EXERCISE TEXT:
___
For the present in its exact sense "impressionism" does not come within the scope of your considerations. Of course I agree with what you say, given the rough and tumble and un-Jameson like use of the word. 
You can make impression stand for whatever you like but not add-sm or -ist without being challenged by the astigmatic.
Yours sincerely,
John S. Sargent
...and the next letter by Sargent:
My dear Jameson, April (dated 1911 or 1912).
Thanks for your kind letter. I am glad you take my bit of special pleading good naturedly. I was afraid after having posted my letter that I had not made clear that I was not quarrelling with what you said about Impressionism but only defining the term. Of course your meaning is the general accepted one and the right one in the context as long as the precise meaning is so little known it will be years before the idea itself will have become familiar even to most painters—when it is, there will have to be a foot note in your book. 
The habit of breaking up one's colour to make it brilliant dates from further back than Impressionism—Couture advocates it in a little book called "Causeries d'Atelier" written about 1860—it is part of the technique of Impressionism but used for quite a different reason. Couture, Delacroix, Orchardson break up their colour but they are not Impressionists.
 Yours sincerely, John S. Sargent.
___
ASSIGNED TASK A: Using the Sargent letters on Impressionism, decide whether each statement agrees with them: (i) Couture recommends breaking up colour in a book written about 1860; (ii) Delacroix is named as an Impressionist; (iii) Sargent was quarrelling with what Jameson said about Impressionism. Answer yes or no for each, quoting the words that settle it.
ASSIGNED TASK B: Pick up the Sargent letters on Impressionism after their final line and write what comes next.

[Saved data entries]
___
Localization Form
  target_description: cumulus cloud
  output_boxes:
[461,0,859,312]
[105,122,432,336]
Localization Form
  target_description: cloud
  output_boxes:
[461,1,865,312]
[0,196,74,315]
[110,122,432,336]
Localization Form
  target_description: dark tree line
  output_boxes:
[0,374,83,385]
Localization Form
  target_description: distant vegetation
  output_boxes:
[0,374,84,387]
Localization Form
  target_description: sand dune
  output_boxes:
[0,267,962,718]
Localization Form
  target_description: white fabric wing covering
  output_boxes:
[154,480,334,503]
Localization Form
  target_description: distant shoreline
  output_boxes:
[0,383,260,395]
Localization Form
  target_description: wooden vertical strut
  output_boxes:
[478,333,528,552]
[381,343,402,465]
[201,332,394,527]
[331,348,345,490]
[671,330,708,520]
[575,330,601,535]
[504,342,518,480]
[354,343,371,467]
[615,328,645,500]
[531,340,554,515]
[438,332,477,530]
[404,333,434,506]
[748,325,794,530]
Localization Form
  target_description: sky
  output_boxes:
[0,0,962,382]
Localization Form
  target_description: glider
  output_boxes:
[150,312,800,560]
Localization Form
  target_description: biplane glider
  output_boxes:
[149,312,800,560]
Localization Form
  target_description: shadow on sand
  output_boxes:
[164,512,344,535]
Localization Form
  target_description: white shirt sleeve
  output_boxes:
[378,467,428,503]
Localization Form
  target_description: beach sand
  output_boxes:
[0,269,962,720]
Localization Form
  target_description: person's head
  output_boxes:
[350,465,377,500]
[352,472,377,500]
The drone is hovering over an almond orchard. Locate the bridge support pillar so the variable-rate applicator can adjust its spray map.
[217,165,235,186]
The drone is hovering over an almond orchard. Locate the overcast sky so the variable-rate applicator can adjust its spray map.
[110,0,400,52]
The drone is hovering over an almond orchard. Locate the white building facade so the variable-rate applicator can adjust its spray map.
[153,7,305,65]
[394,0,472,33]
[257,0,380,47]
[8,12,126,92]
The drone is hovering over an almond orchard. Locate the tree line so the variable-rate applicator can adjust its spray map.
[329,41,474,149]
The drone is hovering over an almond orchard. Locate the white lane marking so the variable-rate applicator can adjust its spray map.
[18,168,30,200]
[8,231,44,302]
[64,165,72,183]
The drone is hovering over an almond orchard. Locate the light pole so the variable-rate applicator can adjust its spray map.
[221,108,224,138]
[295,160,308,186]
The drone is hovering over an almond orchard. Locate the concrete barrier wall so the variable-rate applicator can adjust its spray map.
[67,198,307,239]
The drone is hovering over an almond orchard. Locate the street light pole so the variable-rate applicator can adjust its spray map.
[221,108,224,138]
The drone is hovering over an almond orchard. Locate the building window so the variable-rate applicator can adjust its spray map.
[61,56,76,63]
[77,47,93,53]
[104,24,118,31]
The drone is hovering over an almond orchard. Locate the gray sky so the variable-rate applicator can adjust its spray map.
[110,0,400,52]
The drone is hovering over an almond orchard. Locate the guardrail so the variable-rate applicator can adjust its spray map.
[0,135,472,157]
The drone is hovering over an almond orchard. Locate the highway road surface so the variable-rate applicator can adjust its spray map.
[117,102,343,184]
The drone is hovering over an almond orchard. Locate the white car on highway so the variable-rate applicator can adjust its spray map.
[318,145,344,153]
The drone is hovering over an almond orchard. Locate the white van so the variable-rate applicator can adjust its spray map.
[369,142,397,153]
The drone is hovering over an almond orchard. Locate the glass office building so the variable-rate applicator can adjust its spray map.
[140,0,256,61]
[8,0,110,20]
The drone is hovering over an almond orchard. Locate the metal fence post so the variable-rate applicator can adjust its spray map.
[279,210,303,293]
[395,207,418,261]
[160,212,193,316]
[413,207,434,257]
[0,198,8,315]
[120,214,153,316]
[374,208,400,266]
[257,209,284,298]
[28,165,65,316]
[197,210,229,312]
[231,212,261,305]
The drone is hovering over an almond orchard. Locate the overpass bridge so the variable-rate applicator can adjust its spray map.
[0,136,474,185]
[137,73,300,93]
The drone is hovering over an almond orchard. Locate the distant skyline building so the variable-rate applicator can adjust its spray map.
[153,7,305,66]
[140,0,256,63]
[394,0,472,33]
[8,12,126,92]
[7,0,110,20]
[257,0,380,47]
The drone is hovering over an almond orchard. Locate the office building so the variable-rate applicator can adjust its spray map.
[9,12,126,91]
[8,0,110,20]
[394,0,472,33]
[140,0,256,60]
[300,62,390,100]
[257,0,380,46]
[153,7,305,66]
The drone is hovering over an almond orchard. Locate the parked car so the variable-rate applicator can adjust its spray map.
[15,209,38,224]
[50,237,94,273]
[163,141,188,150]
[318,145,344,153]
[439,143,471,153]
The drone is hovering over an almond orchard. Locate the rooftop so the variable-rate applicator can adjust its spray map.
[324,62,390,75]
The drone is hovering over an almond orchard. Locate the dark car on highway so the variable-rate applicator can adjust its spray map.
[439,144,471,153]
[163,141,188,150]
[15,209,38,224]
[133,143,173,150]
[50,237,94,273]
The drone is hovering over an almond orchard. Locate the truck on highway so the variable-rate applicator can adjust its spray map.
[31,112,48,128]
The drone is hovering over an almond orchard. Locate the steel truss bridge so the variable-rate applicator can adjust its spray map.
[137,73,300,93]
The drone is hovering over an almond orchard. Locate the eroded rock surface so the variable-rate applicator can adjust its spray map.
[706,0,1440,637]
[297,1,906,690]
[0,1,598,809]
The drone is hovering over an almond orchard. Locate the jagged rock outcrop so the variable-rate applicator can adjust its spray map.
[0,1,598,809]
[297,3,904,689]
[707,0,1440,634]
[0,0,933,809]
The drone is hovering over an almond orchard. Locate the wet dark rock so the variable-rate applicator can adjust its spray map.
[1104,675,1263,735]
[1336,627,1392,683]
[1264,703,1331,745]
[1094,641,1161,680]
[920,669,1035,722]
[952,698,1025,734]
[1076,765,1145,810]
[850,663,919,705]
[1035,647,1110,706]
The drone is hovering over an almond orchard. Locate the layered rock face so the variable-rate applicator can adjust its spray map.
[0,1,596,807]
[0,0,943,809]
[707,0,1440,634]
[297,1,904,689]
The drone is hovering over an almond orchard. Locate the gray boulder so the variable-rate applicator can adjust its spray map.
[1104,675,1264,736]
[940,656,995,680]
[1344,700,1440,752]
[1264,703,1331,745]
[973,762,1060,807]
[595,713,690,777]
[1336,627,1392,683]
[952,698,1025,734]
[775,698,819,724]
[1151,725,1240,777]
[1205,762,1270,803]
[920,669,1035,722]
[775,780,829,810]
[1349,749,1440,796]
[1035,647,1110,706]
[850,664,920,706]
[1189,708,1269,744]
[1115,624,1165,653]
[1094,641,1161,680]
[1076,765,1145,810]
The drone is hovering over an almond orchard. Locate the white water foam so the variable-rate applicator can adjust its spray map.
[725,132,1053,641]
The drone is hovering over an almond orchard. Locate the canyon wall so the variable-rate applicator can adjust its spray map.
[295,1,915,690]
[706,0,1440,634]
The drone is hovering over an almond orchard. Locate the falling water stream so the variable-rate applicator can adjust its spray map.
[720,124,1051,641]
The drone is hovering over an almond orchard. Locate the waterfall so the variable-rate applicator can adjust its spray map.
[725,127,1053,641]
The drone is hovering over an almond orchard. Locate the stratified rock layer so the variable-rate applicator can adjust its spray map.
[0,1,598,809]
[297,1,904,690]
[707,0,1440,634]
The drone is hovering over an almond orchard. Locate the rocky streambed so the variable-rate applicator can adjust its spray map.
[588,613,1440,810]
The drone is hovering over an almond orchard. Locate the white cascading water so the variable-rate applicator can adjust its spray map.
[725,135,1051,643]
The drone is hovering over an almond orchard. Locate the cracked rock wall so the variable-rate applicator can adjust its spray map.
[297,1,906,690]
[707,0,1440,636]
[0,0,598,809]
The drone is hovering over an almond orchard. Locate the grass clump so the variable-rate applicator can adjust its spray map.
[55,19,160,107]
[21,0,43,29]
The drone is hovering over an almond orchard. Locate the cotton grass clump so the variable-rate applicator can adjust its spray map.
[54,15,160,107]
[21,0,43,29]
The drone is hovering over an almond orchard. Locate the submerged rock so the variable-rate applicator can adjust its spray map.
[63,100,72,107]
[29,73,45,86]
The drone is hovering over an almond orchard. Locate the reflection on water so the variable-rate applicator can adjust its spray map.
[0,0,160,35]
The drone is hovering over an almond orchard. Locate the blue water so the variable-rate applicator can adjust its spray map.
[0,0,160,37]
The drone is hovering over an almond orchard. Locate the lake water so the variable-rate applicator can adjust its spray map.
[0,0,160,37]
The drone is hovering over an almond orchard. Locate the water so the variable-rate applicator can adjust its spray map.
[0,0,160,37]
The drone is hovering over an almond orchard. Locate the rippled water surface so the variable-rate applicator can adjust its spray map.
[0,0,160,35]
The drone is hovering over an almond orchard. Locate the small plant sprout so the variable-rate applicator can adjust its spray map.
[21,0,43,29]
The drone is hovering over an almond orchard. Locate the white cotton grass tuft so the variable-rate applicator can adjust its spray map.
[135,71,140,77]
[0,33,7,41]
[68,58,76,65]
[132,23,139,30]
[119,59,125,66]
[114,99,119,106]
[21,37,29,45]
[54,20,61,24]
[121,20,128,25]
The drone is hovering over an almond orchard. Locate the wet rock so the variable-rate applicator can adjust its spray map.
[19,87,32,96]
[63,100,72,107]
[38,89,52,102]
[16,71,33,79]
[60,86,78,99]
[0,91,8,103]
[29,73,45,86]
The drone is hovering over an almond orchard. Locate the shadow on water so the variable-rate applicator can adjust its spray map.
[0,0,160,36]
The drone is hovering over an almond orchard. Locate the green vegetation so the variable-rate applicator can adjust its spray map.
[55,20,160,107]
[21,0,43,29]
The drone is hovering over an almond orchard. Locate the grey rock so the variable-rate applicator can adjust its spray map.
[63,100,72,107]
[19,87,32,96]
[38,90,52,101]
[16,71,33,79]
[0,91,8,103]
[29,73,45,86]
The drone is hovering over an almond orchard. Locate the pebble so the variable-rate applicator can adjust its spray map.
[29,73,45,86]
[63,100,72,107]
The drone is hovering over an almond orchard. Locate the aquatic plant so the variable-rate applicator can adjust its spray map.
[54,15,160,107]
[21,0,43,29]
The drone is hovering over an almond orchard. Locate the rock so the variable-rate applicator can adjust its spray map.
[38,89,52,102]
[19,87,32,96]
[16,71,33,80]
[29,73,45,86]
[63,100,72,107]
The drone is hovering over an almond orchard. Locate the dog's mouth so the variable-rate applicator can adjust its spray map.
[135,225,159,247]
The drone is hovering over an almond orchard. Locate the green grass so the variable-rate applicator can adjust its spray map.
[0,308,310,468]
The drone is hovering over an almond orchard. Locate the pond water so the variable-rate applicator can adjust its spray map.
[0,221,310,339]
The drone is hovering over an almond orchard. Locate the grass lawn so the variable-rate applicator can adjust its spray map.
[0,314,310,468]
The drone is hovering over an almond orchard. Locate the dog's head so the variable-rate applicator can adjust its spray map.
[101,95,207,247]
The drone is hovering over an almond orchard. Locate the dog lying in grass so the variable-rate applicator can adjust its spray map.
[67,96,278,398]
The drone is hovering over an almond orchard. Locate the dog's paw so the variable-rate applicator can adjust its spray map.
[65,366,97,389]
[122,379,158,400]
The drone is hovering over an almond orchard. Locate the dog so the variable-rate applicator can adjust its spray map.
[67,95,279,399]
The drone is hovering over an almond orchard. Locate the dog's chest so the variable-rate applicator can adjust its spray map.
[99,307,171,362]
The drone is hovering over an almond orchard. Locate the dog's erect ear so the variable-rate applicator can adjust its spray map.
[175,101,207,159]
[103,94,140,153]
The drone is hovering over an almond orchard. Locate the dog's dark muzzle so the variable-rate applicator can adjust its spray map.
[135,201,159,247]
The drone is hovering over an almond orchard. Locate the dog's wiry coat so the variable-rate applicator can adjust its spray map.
___
WRITTEN RESPONSE A:
(i) Yes: "Couture advocates it in a little book called "Causeries d'Atelier" written about 1860"
(ii) No: "Couture, Delacroix, Orchardson break up their colour but they are not Impressionists."
(iii) No: "I was not quarrelling with what you said about Impressionism but only defining the term."

WRITTEN RESPONSE B:
Did Monet agree with Sargent's correction of Jameson? Charteris shared Sargent's letter with Monet, and Monet recalls the famous origins of the word from the critic Louis Leroy, and he seems less willing to split hairs:
"Impressionism it is only the immediate sensation. All painters were more or less impressionistic. This is especially a matter of instinct. All this is simpler than Sargent believed. The term Impressionism was invented by the satirical newspaper as ridicule, which angered Manet. I did a lot wrong, because I was a bad example of it. . . I needed to create a cooler sensation. Yes it is the fading and passing tones within a tone. It is a nuance, for example between blue and yellow. It is something that can only be expressed in painting. It is true that the sun decomposes everything.

Monet then turned to recollections of Sargent:

(Above: Sargent "Venetian Bead Stringers")
"I remember for the first time meeting Sargent and [Paul] Helleu at the Rue de la Paix 1876. Sargent was making a fuss over me, saying, “Is that really you, Claude Monet?” Then he invited me to dinner. He wanted to take us to the Cafe de la Paix, and he had many friends with him. I suggested the Cafe du Helder, and requested a private room. Unfortunately there were several of my pictures there, I was embarrassed as we entered, ashamed that Sargent and the others might think it was because of my paintings I had brought us to Cafe Helder."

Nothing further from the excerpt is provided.